(Image-grounded pointing data)
┄┄┄┄┄┄┄┄┄┄┄┄┄┄┄┄┄┄┄┄

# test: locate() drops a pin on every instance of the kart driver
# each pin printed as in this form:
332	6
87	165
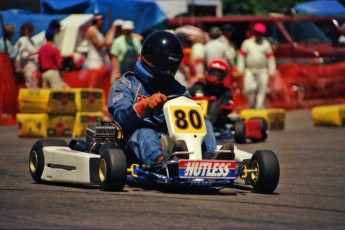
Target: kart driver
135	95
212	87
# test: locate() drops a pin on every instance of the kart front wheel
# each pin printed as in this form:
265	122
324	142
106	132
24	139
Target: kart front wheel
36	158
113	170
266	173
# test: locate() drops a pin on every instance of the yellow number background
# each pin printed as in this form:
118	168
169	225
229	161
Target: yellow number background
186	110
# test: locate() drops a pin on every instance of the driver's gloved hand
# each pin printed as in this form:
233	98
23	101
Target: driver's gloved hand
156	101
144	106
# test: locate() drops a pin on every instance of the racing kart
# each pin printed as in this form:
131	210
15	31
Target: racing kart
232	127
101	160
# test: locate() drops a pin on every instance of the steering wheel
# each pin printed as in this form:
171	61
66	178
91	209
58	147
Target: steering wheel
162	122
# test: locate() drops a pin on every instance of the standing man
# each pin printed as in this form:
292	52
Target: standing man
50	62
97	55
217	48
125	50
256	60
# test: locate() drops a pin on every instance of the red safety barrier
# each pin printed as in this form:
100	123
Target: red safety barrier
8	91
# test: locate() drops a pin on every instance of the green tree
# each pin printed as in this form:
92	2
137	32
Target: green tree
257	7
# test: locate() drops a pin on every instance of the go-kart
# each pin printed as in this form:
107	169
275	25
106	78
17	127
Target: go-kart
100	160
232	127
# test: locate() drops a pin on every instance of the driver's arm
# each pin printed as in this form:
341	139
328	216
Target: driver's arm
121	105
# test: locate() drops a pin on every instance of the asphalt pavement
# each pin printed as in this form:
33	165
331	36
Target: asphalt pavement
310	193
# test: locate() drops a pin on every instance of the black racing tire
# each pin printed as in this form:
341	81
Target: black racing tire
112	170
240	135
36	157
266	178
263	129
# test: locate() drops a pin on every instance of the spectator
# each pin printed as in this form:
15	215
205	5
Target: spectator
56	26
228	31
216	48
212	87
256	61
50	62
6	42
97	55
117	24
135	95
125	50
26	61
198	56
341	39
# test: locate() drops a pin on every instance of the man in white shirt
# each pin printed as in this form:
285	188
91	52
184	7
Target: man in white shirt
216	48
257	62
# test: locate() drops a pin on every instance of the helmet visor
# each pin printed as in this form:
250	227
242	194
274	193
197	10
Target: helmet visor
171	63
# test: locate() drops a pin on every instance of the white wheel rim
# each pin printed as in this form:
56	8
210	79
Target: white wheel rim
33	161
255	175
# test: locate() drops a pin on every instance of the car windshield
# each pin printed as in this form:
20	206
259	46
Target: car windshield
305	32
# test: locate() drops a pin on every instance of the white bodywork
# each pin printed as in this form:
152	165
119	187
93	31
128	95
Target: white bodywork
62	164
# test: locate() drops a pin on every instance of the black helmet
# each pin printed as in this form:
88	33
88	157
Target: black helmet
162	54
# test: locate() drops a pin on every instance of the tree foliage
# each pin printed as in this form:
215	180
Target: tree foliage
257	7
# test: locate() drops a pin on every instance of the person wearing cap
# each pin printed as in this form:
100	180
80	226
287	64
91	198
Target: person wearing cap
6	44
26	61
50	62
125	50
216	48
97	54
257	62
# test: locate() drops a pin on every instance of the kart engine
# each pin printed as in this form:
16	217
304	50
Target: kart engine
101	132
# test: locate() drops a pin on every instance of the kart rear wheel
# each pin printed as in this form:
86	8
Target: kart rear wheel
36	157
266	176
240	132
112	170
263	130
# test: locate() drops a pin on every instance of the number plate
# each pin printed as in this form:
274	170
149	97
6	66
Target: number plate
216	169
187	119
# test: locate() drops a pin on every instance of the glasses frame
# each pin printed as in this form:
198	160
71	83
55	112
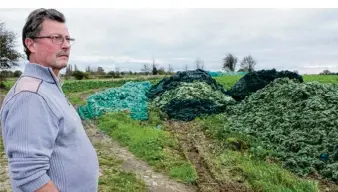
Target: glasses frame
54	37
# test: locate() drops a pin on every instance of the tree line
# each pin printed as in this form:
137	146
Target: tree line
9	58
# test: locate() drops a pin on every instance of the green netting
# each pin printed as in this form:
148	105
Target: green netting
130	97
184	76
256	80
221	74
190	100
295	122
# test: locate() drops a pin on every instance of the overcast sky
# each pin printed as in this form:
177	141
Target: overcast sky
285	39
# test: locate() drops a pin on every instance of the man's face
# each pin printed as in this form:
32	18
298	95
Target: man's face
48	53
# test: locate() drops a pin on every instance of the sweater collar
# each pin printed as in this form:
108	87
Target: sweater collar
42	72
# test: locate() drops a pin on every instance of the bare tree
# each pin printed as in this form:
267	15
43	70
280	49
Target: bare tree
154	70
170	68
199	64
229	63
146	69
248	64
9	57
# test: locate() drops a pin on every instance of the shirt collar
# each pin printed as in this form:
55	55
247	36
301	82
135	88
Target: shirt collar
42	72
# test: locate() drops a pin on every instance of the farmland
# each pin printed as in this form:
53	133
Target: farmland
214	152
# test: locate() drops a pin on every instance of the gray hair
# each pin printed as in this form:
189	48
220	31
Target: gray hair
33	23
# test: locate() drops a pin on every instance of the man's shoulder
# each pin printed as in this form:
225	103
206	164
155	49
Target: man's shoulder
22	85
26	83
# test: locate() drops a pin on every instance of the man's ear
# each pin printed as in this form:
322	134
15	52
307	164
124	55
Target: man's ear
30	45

┄┄┄┄┄┄┄┄┄┄┄┄┄┄┄┄┄┄┄┄

[Assigned task]
Copy the records above from the first line through the line containing "of the go-kart", both included, and leave out any pictures.

[Response]
# test: locate() drops a pin on every instance of the kart driver
# each pin printed as in this form:
332	6
87	165
Target: kart driver
135	95
212	87
# test: locate() drops a pin on every instance of the kart front wheel
# each pin printed as in this form:
265	122
324	142
106	132
24	139
Target: kart front wheel
36	158
113	170
266	173
# test: locate() drops a pin on every instance of the yellow number background
# each pin printed as in this form:
118	168
169	225
229	161
Target: yellow number background
186	110
# test: locate() drops a pin on every instance of the driver's gloved hand
# each pin printed as in this form:
233	98
23	101
Target: driver's gloved hand
156	101
144	106
# test: locate() drops a pin on every instance of the racing kart
# each pin printed as in this form:
131	210
15	31
Target: racing kart
232	127
101	160
# test: locate() drops a pin on every instance of the steering wheel
# each pin printed as in this form:
171	61
66	178
91	209
58	147
Target: steering wheel
162	122
# test: locate() drops a pin on every instance of the standing man
# each pin printed as in this form:
292	52
Target: standing man
50	62
97	55
217	48
125	50
256	60
# test: locate() drops a pin on every instance of the red safety barrier
# each pin printed as in this form:
100	123
Target: red safety barrier
8	91
# test: locate() drops a pin on every instance of the green tree
# each pin printed as in this form:
92	2
137	32
Target: green tree
257	7
# test: locate() drops a pin on every instance of the go-kart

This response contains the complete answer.